Update the data from the line containing "Target: green grass pitch" through the end of the data, inclusive, by replacing "advertising" with "sponsor" and leaving everything else unchanged. Return only those lines.

■ ■ ■ ■

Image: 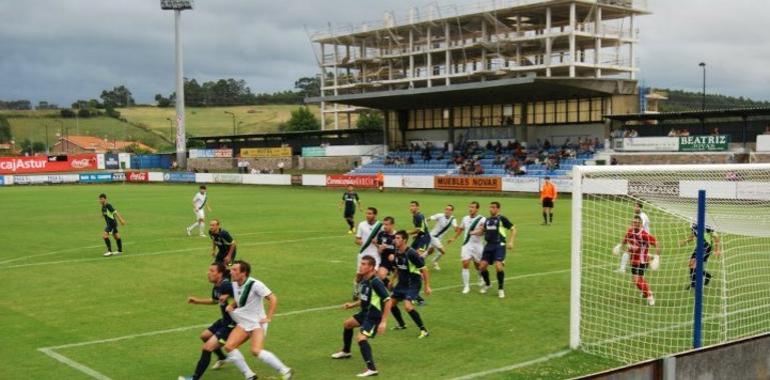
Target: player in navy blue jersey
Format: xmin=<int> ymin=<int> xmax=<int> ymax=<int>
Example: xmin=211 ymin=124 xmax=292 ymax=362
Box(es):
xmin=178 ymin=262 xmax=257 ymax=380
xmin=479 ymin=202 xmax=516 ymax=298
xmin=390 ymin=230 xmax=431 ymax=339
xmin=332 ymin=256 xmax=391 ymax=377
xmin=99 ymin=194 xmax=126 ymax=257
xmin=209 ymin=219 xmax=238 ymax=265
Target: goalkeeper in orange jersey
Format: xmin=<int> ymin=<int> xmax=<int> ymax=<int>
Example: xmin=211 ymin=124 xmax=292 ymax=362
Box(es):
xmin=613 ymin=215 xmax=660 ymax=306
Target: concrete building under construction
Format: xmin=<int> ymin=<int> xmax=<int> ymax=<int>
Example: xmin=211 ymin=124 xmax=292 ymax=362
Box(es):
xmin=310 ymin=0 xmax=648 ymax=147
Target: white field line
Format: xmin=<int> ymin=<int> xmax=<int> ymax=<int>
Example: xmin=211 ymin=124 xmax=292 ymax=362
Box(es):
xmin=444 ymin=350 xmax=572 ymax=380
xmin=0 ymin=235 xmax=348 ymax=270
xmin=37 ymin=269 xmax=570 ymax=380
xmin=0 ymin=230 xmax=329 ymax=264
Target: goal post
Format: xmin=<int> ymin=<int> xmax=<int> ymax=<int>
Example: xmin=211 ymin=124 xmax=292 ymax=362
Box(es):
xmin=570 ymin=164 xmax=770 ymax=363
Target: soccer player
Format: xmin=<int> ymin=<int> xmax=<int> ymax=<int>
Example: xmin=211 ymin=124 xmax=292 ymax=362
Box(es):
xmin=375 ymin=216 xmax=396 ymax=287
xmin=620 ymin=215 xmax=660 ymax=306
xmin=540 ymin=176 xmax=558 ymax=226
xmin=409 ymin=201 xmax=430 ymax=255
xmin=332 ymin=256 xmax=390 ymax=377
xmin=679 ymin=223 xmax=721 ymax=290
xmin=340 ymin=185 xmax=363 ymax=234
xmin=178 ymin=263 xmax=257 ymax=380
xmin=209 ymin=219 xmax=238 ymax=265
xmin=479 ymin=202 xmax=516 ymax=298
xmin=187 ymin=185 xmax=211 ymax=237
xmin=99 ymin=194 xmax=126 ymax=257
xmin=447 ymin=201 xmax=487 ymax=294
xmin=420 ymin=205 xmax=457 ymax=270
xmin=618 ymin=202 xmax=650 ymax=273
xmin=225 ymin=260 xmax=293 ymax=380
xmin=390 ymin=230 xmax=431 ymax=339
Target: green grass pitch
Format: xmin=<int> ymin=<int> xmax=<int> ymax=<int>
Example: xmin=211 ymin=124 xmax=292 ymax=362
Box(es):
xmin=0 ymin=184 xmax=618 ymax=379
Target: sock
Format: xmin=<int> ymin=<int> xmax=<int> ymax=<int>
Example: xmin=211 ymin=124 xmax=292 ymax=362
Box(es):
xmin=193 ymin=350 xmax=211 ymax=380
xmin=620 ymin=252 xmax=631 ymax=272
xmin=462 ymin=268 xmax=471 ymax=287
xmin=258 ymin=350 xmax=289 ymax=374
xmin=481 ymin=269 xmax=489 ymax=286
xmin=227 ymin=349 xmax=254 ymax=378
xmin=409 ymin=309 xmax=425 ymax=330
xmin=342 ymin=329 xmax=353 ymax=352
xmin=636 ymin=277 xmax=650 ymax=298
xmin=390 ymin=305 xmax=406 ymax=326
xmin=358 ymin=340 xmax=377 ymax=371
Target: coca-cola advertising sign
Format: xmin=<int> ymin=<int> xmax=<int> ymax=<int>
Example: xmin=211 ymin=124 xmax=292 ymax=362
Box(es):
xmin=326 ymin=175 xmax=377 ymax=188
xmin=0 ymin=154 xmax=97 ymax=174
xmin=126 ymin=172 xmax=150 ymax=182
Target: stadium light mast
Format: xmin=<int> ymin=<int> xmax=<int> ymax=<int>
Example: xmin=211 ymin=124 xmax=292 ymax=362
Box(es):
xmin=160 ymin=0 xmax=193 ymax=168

■ ■ ■ ■

▶ _Result of the task_:
Target: green grass pitch
Format: xmin=<int> ymin=<int> xmax=<int> ymax=<int>
Example: xmin=211 ymin=124 xmax=292 ymax=362
Box(es):
xmin=0 ymin=184 xmax=618 ymax=379
Target: sock
Format: xmin=<int> ymin=<int> xmax=<int> ymax=<int>
Example: xmin=211 ymin=124 xmax=292 ymax=362
Box(es):
xmin=193 ymin=350 xmax=211 ymax=380
xmin=620 ymin=252 xmax=631 ymax=272
xmin=462 ymin=268 xmax=471 ymax=287
xmin=258 ymin=350 xmax=289 ymax=374
xmin=481 ymin=269 xmax=489 ymax=286
xmin=227 ymin=349 xmax=254 ymax=378
xmin=409 ymin=309 xmax=425 ymax=330
xmin=342 ymin=329 xmax=353 ymax=352
xmin=636 ymin=277 xmax=650 ymax=298
xmin=390 ymin=305 xmax=406 ymax=326
xmin=358 ymin=340 xmax=377 ymax=371
Target: coca-cola sponsor sign
Format: xmin=<int> ymin=<int> xmax=<int> ymax=<int>
Example: xmin=211 ymin=124 xmax=292 ymax=362
Box(es):
xmin=326 ymin=175 xmax=377 ymax=188
xmin=0 ymin=154 xmax=97 ymax=174
xmin=126 ymin=172 xmax=150 ymax=182
Target: stadium light mast
Format: xmin=<int> ymin=<int> xmax=<int> ymax=<int>
Example: xmin=211 ymin=124 xmax=292 ymax=362
Box(es):
xmin=160 ymin=0 xmax=193 ymax=168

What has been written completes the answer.